* REQUIREMENT *
Reproduce all the entries exactly and keep the pictures out.
-- START OF DATA TO USE --
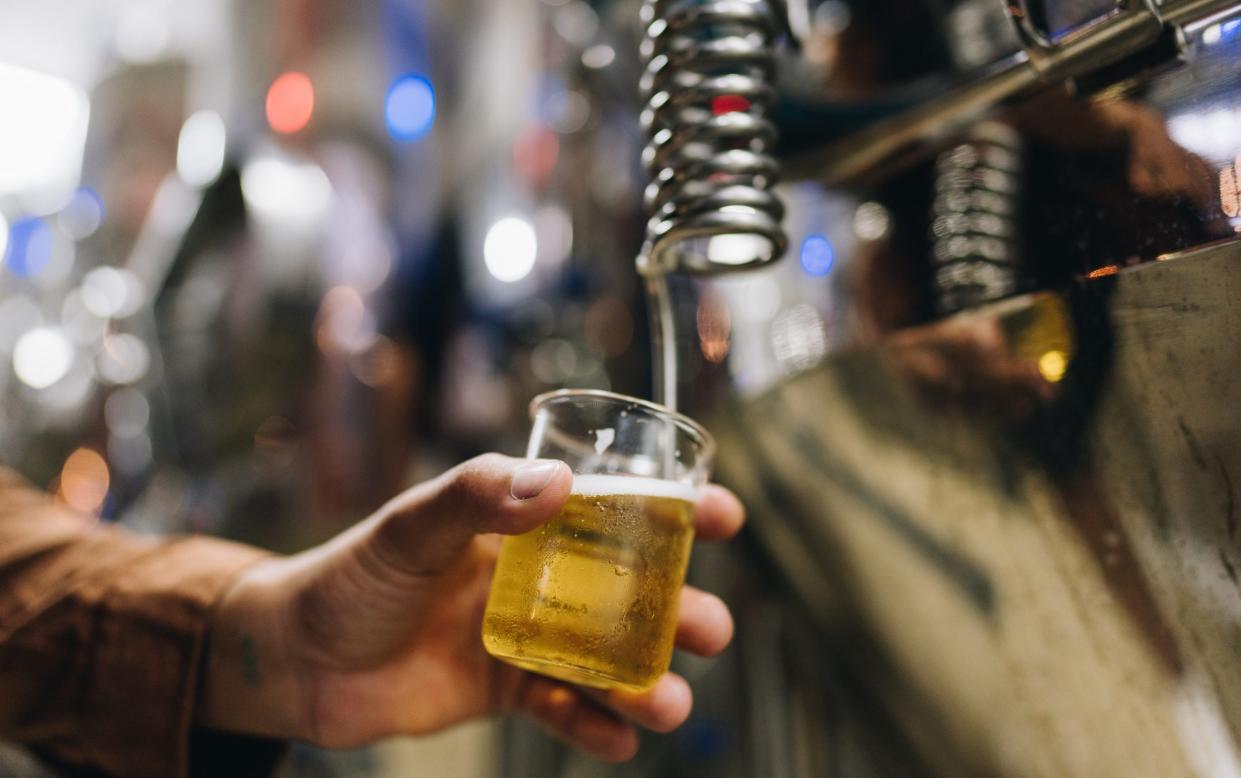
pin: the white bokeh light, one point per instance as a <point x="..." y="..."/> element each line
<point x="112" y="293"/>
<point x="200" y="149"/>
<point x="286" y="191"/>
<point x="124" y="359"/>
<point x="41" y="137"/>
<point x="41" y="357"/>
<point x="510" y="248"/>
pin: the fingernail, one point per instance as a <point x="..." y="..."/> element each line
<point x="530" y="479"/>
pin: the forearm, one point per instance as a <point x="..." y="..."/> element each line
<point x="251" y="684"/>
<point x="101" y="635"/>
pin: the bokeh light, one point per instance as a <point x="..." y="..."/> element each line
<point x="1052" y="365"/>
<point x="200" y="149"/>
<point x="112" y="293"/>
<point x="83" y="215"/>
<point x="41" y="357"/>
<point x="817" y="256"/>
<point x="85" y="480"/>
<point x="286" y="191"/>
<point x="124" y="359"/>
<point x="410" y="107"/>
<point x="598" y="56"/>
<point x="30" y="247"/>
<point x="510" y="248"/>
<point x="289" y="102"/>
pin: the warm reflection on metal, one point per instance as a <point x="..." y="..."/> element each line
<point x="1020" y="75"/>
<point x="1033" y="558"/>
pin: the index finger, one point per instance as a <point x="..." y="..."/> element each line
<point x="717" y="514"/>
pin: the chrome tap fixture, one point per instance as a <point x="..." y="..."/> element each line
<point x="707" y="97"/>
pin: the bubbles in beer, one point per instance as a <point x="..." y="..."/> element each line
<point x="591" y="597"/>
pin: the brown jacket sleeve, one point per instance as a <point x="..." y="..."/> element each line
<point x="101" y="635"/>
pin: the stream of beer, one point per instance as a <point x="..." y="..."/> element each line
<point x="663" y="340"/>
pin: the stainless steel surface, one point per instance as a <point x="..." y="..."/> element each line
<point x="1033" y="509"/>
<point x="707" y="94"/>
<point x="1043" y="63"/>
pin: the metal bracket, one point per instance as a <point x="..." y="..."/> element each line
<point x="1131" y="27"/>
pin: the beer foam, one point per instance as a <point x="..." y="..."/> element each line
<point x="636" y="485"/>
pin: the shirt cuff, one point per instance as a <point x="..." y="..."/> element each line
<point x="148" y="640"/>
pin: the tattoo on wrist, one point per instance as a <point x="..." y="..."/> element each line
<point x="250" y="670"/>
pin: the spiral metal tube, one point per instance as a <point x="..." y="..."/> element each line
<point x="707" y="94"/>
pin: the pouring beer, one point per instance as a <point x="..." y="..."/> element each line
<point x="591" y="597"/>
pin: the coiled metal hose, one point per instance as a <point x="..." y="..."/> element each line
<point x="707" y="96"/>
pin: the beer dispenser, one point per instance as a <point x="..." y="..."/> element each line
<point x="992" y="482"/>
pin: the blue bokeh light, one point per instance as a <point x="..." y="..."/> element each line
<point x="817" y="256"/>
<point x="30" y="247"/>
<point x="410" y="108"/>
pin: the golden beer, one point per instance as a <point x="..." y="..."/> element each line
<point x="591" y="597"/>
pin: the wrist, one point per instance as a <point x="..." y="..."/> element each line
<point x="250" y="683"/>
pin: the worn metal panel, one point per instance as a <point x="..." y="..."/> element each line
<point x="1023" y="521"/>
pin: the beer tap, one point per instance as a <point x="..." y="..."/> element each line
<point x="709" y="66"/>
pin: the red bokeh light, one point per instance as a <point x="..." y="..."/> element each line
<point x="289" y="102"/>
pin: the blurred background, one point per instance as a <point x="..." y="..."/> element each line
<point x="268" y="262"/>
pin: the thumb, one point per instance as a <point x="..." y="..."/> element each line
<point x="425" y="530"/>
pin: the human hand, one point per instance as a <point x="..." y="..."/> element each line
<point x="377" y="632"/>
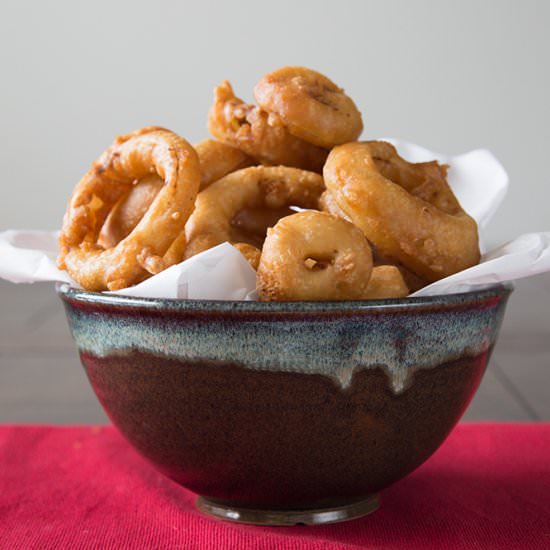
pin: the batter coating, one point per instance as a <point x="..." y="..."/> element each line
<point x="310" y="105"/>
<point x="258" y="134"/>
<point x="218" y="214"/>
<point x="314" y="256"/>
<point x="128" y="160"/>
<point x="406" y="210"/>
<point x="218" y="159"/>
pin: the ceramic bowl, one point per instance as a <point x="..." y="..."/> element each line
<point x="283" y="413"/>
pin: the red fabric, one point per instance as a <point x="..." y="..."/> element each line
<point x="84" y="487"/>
-- END OF DATA TO USE --
* SOLUTION FOR THIS EXERCISE *
pin: the white bokeh light, one point per instance as a <point x="..." y="..."/> element each line
<point x="112" y="293"/>
<point x="200" y="149"/>
<point x="286" y="191"/>
<point x="124" y="359"/>
<point x="41" y="137"/>
<point x="41" y="357"/>
<point x="510" y="248"/>
pin: the fingernail, one point per instance as a <point x="..." y="..."/> element each line
<point x="530" y="479"/>
pin: the forearm, one point per instance as a <point x="..." y="..."/> element each line
<point x="251" y="684"/>
<point x="101" y="635"/>
pin: the bokeh light, one point per instance as a <point x="..." y="..."/> element each line
<point x="1052" y="365"/>
<point x="200" y="149"/>
<point x="112" y="293"/>
<point x="83" y="215"/>
<point x="41" y="357"/>
<point x="817" y="256"/>
<point x="85" y="480"/>
<point x="286" y="191"/>
<point x="124" y="359"/>
<point x="410" y="107"/>
<point x="598" y="56"/>
<point x="30" y="247"/>
<point x="510" y="248"/>
<point x="289" y="102"/>
pin: the warm reflection on metal, one point per instance as a <point x="..." y="..."/> element each line
<point x="1020" y="75"/>
<point x="1033" y="558"/>
pin: the index finger, one point per instance as a <point x="..." y="..."/> element each line
<point x="717" y="514"/>
pin: the chrome tap fixture, one point per instance as a <point x="..." y="..."/> element each line
<point x="707" y="97"/>
pin: the bubbles in beer, one point per instance as a <point x="..." y="..."/> element each line
<point x="591" y="597"/>
pin: the brown jacket sleeve, one point per instance as a <point x="..." y="..."/> element each line
<point x="101" y="635"/>
pin: the stream of beer, one point per instance as a <point x="..." y="..."/> element each line
<point x="663" y="340"/>
pin: the stainless steel surface, one point per instance as a <point x="..." y="..."/> element each line
<point x="1033" y="509"/>
<point x="707" y="94"/>
<point x="1043" y="63"/>
pin: the metal bracket, one point per instance as a <point x="..." y="..."/> element each line
<point x="1131" y="27"/>
pin: the beer foam, one point per instance as a <point x="..." y="..."/> element each line
<point x="636" y="485"/>
pin: the shirt cuff, one point per instance as a <point x="..." y="..."/> element each line
<point x="148" y="640"/>
pin: the tattoo on wrist, one point per instance as a <point x="..." y="..."/> element each line
<point x="250" y="670"/>
pin: the spiral metal tube, one point per instance as a <point x="..." y="..."/> element each line
<point x="707" y="94"/>
pin: the pouring beer, one point per instance as a <point x="..." y="..."/> element each line
<point x="591" y="597"/>
pin: the coiled metal hose, one point per instance as a <point x="..." y="..."/> element each line
<point x="707" y="96"/>
pin: the beer dispenser, one point per instance as a <point x="..." y="..."/> element each line
<point x="992" y="482"/>
pin: the blue bokeh light, one point per instance as a <point x="..." y="..."/> element each line
<point x="817" y="256"/>
<point x="30" y="247"/>
<point x="410" y="108"/>
pin: the golden beer, one point per instance as a <point x="..." y="..."/> element each line
<point x="591" y="597"/>
pin: the wrist, one point per instance as a <point x="..." y="..."/> element each line
<point x="250" y="683"/>
pin: the worn metal panel, one point per instance as a <point x="..." y="..."/> element each line
<point x="1023" y="521"/>
pin: the beer tap, one point per instance as a <point x="..." y="..."/> element each line
<point x="709" y="66"/>
pin: the red bokeh light, one point per instance as a <point x="..." y="..."/> element each line
<point x="289" y="102"/>
pin: the blurred background, one point per instance as a <point x="..." y="..."/> element each line
<point x="268" y="262"/>
pin: the thumb, one point per instance as a <point x="..." y="..."/> element each line
<point x="425" y="530"/>
pin: the human hand, one point per instance as a <point x="..." y="..."/> element each line
<point x="377" y="632"/>
pin: the batter coating, one point per instance as a <point x="..." y="..."/> element each line
<point x="310" y="105"/>
<point x="258" y="134"/>
<point x="218" y="214"/>
<point x="314" y="256"/>
<point x="128" y="160"/>
<point x="406" y="210"/>
<point x="218" y="159"/>
pin: the ceramic bowl, one point per instance as a <point x="..." y="..."/> element each line
<point x="283" y="413"/>
pin: the red fabric, one point per instance as a <point x="..." y="..."/> element each line
<point x="84" y="487"/>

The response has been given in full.